A Dummies Guide to Medicine in the Renaissance
What’s Renaissance and when was it?
Renaissance means re-birth. Its a period of time when lots of old ideas were challenged. When did it happen? Roughly the 14th to 17th centuries (AD).
What happened?
The churches power and authority were challenged! This might not seem to make much difference to medicine – but it did! Because the church had done most of the teaching about health, it had been hard to look for new ways of treating illnesses, or to explore the workings of the body. To do so could have been been seen as being anti-god (heresy). People who were thought of like that tended to get executed – so naturally people didn’t challenge the church often!
How did this affect medicine?
It meant that people were more willing to challenge the work of people like Galen, and also that they might be more willing to break some of the rules of the church. For example, dissection was still banned but now the authority of the church was questioned some anatomists were willing to take a risk and started dissecting. Results? Knowledge of the anatomy improved quite dramatically. Andreas Vesalius was able to produce a very detailed set of drawing of the human body and Wiliam Harvey discovered that blood circulated around the body: both were massive breakthroughs.
Massive breakthroughs? How did this help people at the time?
Heres the catch. People like Vesalius and Harvey made massive improvements to our knowledge about the way that the body worked and were able to spread their ideas quickly because of the printing press. However, neither of them knew what caused diseases so their findings were impressive but of little immediate use to doctors or patients. The area where there were breakthroughs that had an immediate and lasting effect on treatments was in the field of Surgery. Here a chance discovery in a battlefield hospital led to a massive improvement in the way that wounds were teated. A French surgeon, Pare, found that lotions he had concocted out of desperation, worked! He went on to gain a lot of support from the French monarchy and made several other breakthroughs – the use of ligatures, for example.
So, there were lots of new ideas – what about treatments?
Much the same as in earlier periods of time. Most people were still reliant on family members or trusted elders. There were an increasing number of trained doctors but they remained expensive. After the dissolution of the monasteries in the UK, there was also fewer places for the poor to go to receive help, though there were some more hospitals built. The doctors of King Charles II recorded the medicines they gave him in his dying days. They remained a combination of natural and supernatural attempts to tackle disease.
And Public Health, did that change?
Not particularly. There were some localised rules about waste and so on but in general investment was quite limited as other things remained more important to our rulers. The most significant chang in the UK came after the Great Plague and Fire of London. When the city was rebuilt, it was done so in a much more open and clean manner.
So did things get better during this period?
On a day to day basis for ordinary people with common ailments, probably not much. Scientists now had a lot more knowledge though, medicine was on the brink of being able to make massive leaps forward.

PROBLEM DETAILS → Name each person mentioned by name in the Renaissance medicine guide.

INPUT DATA →
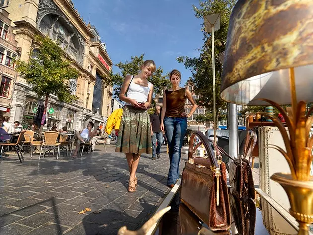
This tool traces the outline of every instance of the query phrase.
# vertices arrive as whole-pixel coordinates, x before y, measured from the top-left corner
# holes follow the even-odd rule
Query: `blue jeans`
[[[167,185],[169,186],[175,184],[179,179],[179,162],[181,157],[181,147],[187,130],[187,118],[165,117],[164,126],[170,162],[167,178]]]
[[[152,140],[152,157],[155,157],[156,154],[159,154],[161,152],[161,147],[163,142],[163,134],[162,132],[154,132],[151,136]],[[156,148],[157,140],[157,147]]]

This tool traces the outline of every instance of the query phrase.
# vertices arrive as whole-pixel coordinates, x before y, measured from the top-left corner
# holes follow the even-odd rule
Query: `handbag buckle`
[[[219,167],[215,168],[215,176],[216,177],[216,205],[220,205],[220,176],[221,170]]]

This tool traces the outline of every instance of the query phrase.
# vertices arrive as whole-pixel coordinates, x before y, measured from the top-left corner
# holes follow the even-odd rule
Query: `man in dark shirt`
[[[160,158],[161,146],[163,142],[163,133],[161,130],[160,122],[160,113],[161,107],[156,107],[156,112],[150,115],[150,131],[152,139],[152,160],[156,160],[156,154],[158,158]],[[156,148],[157,140],[157,148]]]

SOLUTION BELOW → Galen, Andreas Vesalius, Wiliam Harvey, Pare, King Charles II